> **Exercise instructions**: Please print exactly the lines running from the one that contains "point: purple lavender" to the end of the data, with both lines included.
# # # # #
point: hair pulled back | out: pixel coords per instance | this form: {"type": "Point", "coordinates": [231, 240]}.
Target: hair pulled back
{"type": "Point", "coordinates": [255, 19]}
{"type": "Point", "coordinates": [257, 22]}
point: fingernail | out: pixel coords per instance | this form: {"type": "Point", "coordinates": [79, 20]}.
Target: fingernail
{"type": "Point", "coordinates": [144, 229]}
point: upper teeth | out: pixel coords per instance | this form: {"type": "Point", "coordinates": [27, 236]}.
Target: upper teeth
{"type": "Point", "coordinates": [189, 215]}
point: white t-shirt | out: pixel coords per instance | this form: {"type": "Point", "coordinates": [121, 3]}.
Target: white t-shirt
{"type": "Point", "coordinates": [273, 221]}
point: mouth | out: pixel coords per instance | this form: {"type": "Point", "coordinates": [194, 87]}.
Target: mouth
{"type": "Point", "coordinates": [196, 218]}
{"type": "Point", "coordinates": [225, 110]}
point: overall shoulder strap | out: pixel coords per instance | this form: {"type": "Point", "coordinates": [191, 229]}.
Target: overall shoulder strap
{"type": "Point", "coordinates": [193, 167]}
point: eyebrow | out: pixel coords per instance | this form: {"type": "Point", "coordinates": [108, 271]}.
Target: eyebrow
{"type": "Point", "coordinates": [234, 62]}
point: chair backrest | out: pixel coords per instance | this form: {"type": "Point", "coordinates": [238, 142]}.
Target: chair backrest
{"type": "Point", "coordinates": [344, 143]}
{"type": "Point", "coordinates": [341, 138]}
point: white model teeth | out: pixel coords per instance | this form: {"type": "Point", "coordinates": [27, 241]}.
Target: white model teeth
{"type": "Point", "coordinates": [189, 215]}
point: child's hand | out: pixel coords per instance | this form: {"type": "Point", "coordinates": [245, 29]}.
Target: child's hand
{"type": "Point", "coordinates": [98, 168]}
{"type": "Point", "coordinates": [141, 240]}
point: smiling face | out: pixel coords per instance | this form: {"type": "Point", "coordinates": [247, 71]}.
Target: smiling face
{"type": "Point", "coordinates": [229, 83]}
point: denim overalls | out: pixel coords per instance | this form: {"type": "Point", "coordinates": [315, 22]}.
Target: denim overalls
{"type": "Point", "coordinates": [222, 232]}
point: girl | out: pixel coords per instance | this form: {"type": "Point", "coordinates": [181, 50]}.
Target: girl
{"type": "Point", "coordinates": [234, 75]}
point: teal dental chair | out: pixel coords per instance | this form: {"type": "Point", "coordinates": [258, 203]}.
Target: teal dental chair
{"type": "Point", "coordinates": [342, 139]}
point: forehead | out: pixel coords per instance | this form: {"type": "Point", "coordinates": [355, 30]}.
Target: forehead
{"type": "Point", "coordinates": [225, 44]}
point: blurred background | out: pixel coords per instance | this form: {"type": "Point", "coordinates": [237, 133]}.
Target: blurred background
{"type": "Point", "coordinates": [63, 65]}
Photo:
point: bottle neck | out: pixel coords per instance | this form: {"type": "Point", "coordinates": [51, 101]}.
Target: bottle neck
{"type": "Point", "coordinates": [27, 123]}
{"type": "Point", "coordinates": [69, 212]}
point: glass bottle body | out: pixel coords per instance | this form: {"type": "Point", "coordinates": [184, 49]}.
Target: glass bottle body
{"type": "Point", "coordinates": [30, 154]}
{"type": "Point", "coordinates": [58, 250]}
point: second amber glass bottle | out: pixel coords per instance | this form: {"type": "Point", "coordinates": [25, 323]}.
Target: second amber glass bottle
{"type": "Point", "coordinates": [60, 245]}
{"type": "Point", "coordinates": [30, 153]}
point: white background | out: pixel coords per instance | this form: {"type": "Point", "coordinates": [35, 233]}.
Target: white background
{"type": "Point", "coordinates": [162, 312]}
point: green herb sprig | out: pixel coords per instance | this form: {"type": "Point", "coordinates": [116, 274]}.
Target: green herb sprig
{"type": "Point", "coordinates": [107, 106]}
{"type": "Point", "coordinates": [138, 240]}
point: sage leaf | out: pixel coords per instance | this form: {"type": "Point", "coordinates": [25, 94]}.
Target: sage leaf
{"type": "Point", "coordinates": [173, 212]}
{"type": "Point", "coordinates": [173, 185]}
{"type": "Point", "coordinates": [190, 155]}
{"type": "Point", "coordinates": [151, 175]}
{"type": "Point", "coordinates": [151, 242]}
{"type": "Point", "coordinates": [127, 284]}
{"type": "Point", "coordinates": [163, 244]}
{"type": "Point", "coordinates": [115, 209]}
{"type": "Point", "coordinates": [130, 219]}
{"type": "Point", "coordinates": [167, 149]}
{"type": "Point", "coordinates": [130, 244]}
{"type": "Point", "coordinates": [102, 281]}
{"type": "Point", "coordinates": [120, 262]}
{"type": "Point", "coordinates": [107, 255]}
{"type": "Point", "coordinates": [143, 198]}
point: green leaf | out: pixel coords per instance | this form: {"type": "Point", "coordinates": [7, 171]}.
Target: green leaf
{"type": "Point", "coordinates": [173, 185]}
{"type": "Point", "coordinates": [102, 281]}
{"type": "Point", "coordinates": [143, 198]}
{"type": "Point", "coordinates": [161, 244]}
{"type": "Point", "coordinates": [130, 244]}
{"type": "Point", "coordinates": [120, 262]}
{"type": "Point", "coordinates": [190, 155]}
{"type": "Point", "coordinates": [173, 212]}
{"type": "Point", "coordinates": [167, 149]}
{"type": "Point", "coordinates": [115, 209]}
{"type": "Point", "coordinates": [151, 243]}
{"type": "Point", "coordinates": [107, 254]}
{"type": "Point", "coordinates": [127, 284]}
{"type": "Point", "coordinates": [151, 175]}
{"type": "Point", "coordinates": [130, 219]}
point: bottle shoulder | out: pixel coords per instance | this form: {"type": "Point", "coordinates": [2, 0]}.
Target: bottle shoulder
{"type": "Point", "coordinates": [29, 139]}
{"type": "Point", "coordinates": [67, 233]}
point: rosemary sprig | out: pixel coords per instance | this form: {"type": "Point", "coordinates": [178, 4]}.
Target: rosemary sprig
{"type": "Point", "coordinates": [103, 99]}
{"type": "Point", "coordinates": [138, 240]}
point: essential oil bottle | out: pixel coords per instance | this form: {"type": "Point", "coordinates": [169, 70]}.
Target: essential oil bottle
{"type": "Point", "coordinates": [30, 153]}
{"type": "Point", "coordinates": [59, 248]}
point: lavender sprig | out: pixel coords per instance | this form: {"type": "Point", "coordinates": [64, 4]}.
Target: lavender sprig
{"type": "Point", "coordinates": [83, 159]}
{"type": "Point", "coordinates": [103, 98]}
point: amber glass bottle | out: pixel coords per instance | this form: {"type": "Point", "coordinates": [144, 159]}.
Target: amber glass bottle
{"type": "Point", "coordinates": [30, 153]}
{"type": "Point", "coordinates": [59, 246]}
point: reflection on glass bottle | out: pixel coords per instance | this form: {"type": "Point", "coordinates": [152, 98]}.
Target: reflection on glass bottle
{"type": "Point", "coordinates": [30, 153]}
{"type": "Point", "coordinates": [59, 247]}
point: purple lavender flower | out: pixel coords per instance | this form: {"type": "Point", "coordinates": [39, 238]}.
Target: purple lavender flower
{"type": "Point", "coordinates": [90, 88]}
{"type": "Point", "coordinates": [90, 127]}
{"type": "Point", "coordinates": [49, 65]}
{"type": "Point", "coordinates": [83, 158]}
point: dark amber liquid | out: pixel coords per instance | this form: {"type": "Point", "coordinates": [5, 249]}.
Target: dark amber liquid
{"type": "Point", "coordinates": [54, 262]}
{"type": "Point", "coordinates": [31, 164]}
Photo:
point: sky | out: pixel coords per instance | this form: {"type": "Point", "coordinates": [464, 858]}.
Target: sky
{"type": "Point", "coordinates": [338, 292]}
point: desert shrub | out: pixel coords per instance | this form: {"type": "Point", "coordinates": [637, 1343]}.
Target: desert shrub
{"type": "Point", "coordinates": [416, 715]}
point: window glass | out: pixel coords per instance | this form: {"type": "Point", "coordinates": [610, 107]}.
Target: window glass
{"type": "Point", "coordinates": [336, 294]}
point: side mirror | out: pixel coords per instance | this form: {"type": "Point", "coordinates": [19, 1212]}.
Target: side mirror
# # # # #
> **The answer**:
point: purple lavender flower | out: pixel coords per instance | this form: {"type": "Point", "coordinates": [39, 238]}.
Target: purple lavender flower
{"type": "Point", "coordinates": [90, 88]}
{"type": "Point", "coordinates": [90, 127]}
{"type": "Point", "coordinates": [49, 65]}
{"type": "Point", "coordinates": [83, 158]}
point: dark amber liquid | out: pixel coords per instance | this form: {"type": "Point", "coordinates": [5, 249]}.
Target: dark amber liquid
{"type": "Point", "coordinates": [54, 262]}
{"type": "Point", "coordinates": [31, 164]}
Photo:
point: sky | out: pixel coords per instance | this form: {"type": "Point", "coordinates": [464, 858]}.
Target: sky
{"type": "Point", "coordinates": [338, 292]}
point: desert shrub | out: pixel coords per instance | this form: {"type": "Point", "coordinates": [637, 1343]}.
Target: desert shrub
{"type": "Point", "coordinates": [416, 715]}
point: window glass | out: pixel coords per instance | this form: {"type": "Point", "coordinates": [610, 107]}.
Target: window glass
{"type": "Point", "coordinates": [336, 294]}
point: side mirror | out: pixel coords per instance | this form: {"type": "Point", "coordinates": [19, 1212]}.
Target: side mirror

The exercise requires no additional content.